#### Source passage:
Final project

PMAP 8551, Spring 2025

Author

Tasha Lee

Published

Invalid Date

Executive summary

  • The primary questions addressed in this analysis revolve around understanding crime trends in Boston from June 14, 2015 to September 3, 2018.
  • The story focuses on identifying patterns in crime incidents, such as:
    • The types of crimes most frequently reported
    • Their distribution across different neighborhoods
    • Any noticeable trends observed over the specified period.

Data background

  • The dataset consists of crime incident reports provided by the Boston Police Department (BPD) through the Analyze Boston from June 14, 2015 to September 3, 2018.
  • It includes a set of essential fields and details about each incident, such as the type of crime, date, and location.
  • The data is structured to facilitate analysis of crime trends over time and across different areas of the city, offering a insightful overview of public safety and law enforcement responses in Boston during the specified timeframe.

Data cleaning

# Load necessary libraries
library(readr)
library(dplyr)

Attaching package: 'dplyr'
The following objects are masked from 'package:stats':

    filter, lag
The following objects are masked from 'package:base':

    intersect, setdiff, setequal, union
library(lubridate)

Attaching package: 'lubridate'
The following objects are masked from 'package:base':

    date, intersect, setdiff, union
# Load the data from csv
data <- read_csv("data/crime.csv", show_col_types = FALSE)

# Split the OCCURRED_ON_DATE column into separate date and time columns
data$OCCURRED_ON_DATE <- as.POSIXct(data$OCCURRED_ON_DATE, format = "%m-%d-%Y %H:%M")
data$DATE <- as.Date(data$OCCURRED_ON_DATE)
data$TIME <- format(data$OCCURRED_ON_DATE, "%H:%M")

#### Extracted data:

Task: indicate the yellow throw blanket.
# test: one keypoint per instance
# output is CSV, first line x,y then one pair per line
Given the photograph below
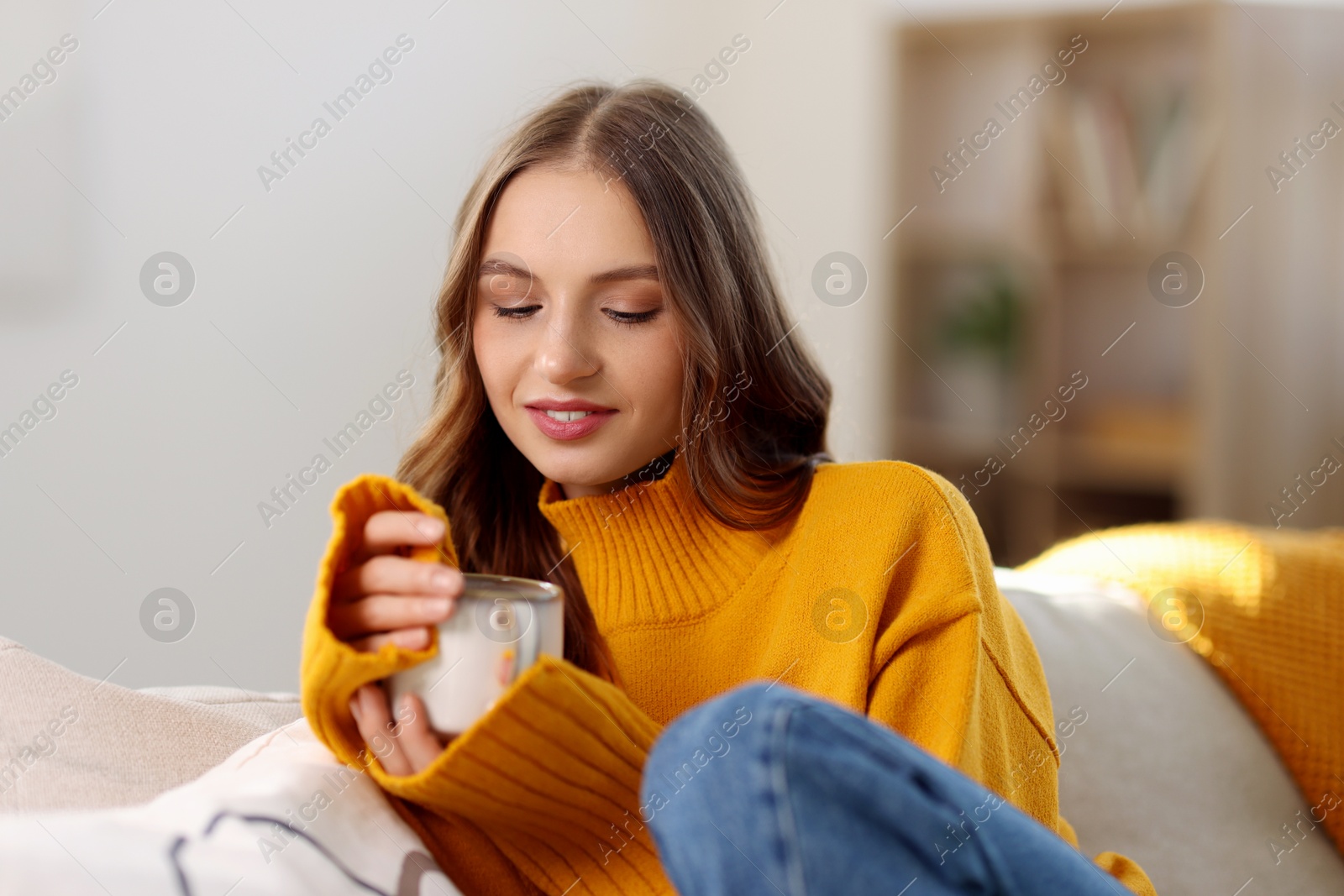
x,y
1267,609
...
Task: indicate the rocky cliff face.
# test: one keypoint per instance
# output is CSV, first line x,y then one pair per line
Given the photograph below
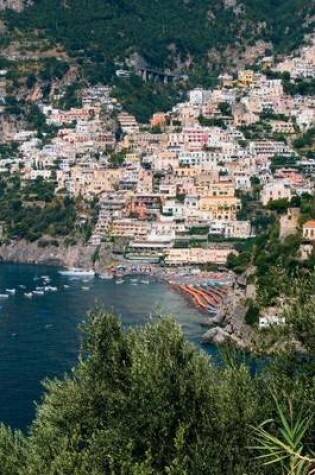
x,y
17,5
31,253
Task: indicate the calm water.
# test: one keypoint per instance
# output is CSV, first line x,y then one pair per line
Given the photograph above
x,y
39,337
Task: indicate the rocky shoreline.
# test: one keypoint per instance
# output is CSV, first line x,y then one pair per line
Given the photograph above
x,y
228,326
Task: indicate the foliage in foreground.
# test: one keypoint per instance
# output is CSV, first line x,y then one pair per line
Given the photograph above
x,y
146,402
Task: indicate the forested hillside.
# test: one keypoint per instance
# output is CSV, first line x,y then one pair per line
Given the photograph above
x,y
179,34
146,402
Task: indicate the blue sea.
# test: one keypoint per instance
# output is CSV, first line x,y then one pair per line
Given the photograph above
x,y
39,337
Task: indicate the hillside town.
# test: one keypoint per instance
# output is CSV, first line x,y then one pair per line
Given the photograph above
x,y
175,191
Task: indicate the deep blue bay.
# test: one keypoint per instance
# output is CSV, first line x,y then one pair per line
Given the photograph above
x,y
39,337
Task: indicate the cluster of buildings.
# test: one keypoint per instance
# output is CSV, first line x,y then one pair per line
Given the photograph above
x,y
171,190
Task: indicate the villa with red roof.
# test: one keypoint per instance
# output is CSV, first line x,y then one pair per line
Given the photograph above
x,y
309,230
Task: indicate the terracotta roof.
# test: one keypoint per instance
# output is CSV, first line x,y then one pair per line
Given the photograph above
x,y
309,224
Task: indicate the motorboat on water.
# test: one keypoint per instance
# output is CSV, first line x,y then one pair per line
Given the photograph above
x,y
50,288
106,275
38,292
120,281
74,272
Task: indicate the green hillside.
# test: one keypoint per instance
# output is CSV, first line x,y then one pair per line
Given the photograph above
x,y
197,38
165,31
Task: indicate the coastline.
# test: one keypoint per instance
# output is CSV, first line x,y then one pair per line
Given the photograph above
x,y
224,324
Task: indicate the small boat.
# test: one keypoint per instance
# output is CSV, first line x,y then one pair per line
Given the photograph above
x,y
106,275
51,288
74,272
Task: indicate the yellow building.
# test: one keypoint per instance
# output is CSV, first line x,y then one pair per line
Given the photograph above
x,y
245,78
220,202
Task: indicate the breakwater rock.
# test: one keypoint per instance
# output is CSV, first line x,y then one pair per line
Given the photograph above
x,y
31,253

#### Brief 1:
According to the Boston crime analysis, which department provided the crime incident reports?
#### Brief 2:
Carry on with the Boston crime analysis, picking up right after its last line of code.
The two blocks of lines are separate material and don't belong to the Boston crime analysis.

#### Answer 1:
The Boston Police Department (BPD), through Analyze Boston.

#### Answer 2:
# Remove the original OCCURRED_ON_DATE column
data$OCCURRED_ON_DATE <- NULL

# Remove the redundant Location column
data$Location <- NULL

# Convert the UCR_PART column to a factor
data$UCR_PART <- factor(data$UCR_PART)

# View the updated data
head(data)
# A tibble: 6 × 17
  INCIDENT_NUMBER OFFENSE_CODE OFFENSE_CODE_GROUP   OFFENSE_DESCRIPTION DISTRICT
  <chr>           <chr>        <chr>                <chr>               <chr>   
1 I182070945      00619        Larceny              LARCENY ALL OTHERS  D14     
2 I182070943      01402        Vandalism            VANDALISM           C11     
3 I182070941      03410        Towed                TOWED MOTOR VEHICLE D4      
4 I182070940      03114        Investigate Property INVESTIGATE PROPER… D4      
5 I182070938      03114        Investigate Property INVESTIGATE PROPER… B3      
6 I182070936      03820        Motor Vehicle Accid… M/V ACCIDENT INVOL… C11     
# ℹ 12 more variables: REPORTING_AREA <dbl>, SHOOTING <chr>, YEAR <dbl>,
#   MONTH <dbl>, DAY_OF_WEEK <chr>, HOUR <dbl>, UCR_PART <fct>, STREET <chr>,
#   Lat <dbl>, Long <dbl>, DATE <date>, TIME <chr>

Describe and show how you cleaned and reshaped the data:

The data given is fairly clean. However to turn it even cleaner for the analysis, we have: - Split the OCCURRED_ON_DATE column into separate date and time columns. - Removed the original OCCURRED_ON_DATE column. - Removed the redundant Location column. - Converted the UCR_PART column to a factor.

Individual figures

Figure 1: Number of crimes in each district (bar chart)

One interesting aspect of the data is the distribution of crimes across different districts. We can use this information to identify the safest as well as most crime-prone areas in the city.

library(ggplot2)

# Count the number of crimes in each district
district_crimes <- data %>%
  group_by(DISTRICT) %>%
  summarise(count = n())

# Create a bar chart
ggplot(district_crimes, aes(x = DISTRICT, y = count)) +
  geom_bar(stat = "identity", fill = "skyblue") +
  labs(title = "Number of Crimes by District in Boston (2018)", 
       subtitle = "A bar chart showing the number of crimes in each district", 
       x = "District", y = "Count") +
  theme_classic() +
  theme(plot.title = element_text(hjust = 0.5, size = 18), 
        plot.subtitle = element_text(hjust = 0.5, size = 14))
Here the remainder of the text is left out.